**Explore the material:**
(1) Can you output everything in the Kiama chocolate article from "Shaye, who also" down to "she’d already done.", word for word?
(2) Could you finish out the next part of the Kiama chocolate article, carrying on from its last sentence?

**Selected passage:**
::::::::::

Devenney Dark was named after Kiama’s first female mayor Ruth Devenney, Wheatley White and Caramelised Wheatley White were a nod to second female mayor Joyce Wheatley, and McCarthy Milk was inspired by Kiama’s third female mayor Sandra McCarthy.

“I used to name each bar things like Minnamurra Mint, but mostly I don’t give them Kiama names anymore, because it’s become too hard.”

chocolate bars

Shaye took inspiration from Kiama’s three female mayors for the names of some of her chocolate bars to link her brand to the town where she was born and raised.

Shaye’s vision for the business started when was a teenager. “It goes back to when I was at high school,” she said.

“I wanted to be a chef, but my mother talked me out of that and I ended up at David Jones working in the confectionery department, I always loved their amazing chocolates.”

Shaye, who also runs school and soccer club canteens, found she had time on her hands when the canteens were put on hold during COVID.

“I said to my husband, ‘I just want to make chocolate’,” she said. “He said, ‘You’ve said that since I’ve met you’.”

He encouraged Shaye to find out how to make chocolate and buy the equipment, both of which she’d already done.

“So I just started my chocolate,” she said.

Christmas cake

There is no waste from the Kiama Chocolate Company, as the husks can be used in recipes like Christmas cakes.

From there, the Kiama Chocolate Company was born.

“A couple of years ago, after I had my second child, I decided to do a patisserie course because that’s what I always wanted to do. I had a rough idea of chocolate and how to work with it, but not bean-to-bar,” Shaye said.

::::::::::

[Stored items]
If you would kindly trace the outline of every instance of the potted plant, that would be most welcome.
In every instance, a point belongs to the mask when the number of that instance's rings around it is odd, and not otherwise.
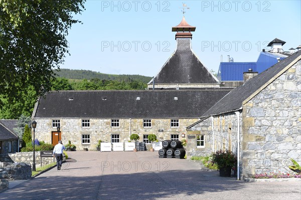
[[[232,168],[237,161],[235,154],[228,150],[219,150],[212,154],[212,162],[218,167],[220,176],[231,176]]]
[[[130,137],[129,137],[129,139],[131,140],[134,140],[135,141],[135,148],[134,148],[134,152],[137,152],[137,149],[136,148],[136,141],[137,141],[138,140],[139,140],[140,138],[140,137],[137,134],[132,134],[130,135]]]
[[[101,143],[101,140],[98,140],[98,143],[97,143],[97,145],[96,145],[97,150],[100,150],[100,143]]]
[[[150,152],[154,152],[154,148],[153,148],[153,142],[157,140],[157,136],[155,134],[149,134],[147,136],[147,139],[148,139],[148,140],[150,141],[150,142],[152,143]]]
[[[76,149],[76,146],[74,144],[72,144],[70,140],[68,142],[68,144],[65,146],[65,148],[68,152],[74,151]]]
[[[297,173],[301,173],[301,166],[294,160],[290,158],[290,160],[292,162],[293,165],[288,166],[288,168],[293,172]]]

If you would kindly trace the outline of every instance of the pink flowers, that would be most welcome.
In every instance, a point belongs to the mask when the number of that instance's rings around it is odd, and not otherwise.
[[[278,173],[270,172],[267,174],[258,174],[251,176],[253,178],[301,178],[301,174],[289,174],[288,173],[281,173],[280,172]]]

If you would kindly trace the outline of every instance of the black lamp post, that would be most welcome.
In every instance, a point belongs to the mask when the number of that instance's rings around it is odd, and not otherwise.
[[[57,127],[57,130],[58,131],[58,142],[60,140],[60,130],[61,130],[61,128],[59,126]]]
[[[36,171],[36,159],[35,158],[35,129],[37,128],[37,122],[34,120],[34,122],[32,122],[32,127],[34,128],[34,162],[33,163],[33,171]]]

::::::::::

**Task-by-task results:**
(1)
Shaye, who also runs school and soccer club canteens, found she had time on her hands when the canteens were put on hold during COVID.

“I said to my husband, ‘I just want to make chocolate’,” she said. “He said, ‘You’ve said that since I’ve met you’.”

He encouraged Shaye to find out how to make chocolate and buy the equipment, both of which she’d already done.

(2)
‘Bean-to-bar’ means Shaye ethically sources premium sundried cacao beans from farms that are part of a privately funded social enterprise called Makira Gold in the Solomon Islands.

She then roasts them; bean-to-bar makers roast their beans at different temperatures and lengths of time, which changes the profile of the chocolate.

The bean is then cracked with a large machine. Shaye is able to do this with a smaller variation of the machinery.

“Then we have to winnow them, which is separating the husk from the cacao nib,” she said. “That’s a homemade contraption I have with pipes, a bucket and a vacuum. It pretty much sucks the lighter husk away from the nib.

“It’s very time-consuming, because you’ve got to feed them in very slowly.”

She then refines it down. Dark chocolate requires the nib, cocoa butter and sugar, depending on the percentage of dark chocolate. Milk chocolate, on the other hand, uses hibs, full cream milk powder, cocoa butter and sugar.

The refinery, a granite roller on a granite base, refines down the nib over a 24 to 48-hour period into a micron that your tongue cannot detect anymore.

It then becomes chocolate, which needs to be tempered to align the crystals in the chocolate to create a shine and hard snap.

READ ALSO A growing love affair: How Cupitt’s Estate and Winery came to be

Shaye strives towards no waste in the business, so she uses the husks and nibs in her Christmas cakes too.

The chocolates are sold through Inspired Kiama on Terralong Street, The Top Shop Kiama on Manning Street, and occasionally at farmers’ markets.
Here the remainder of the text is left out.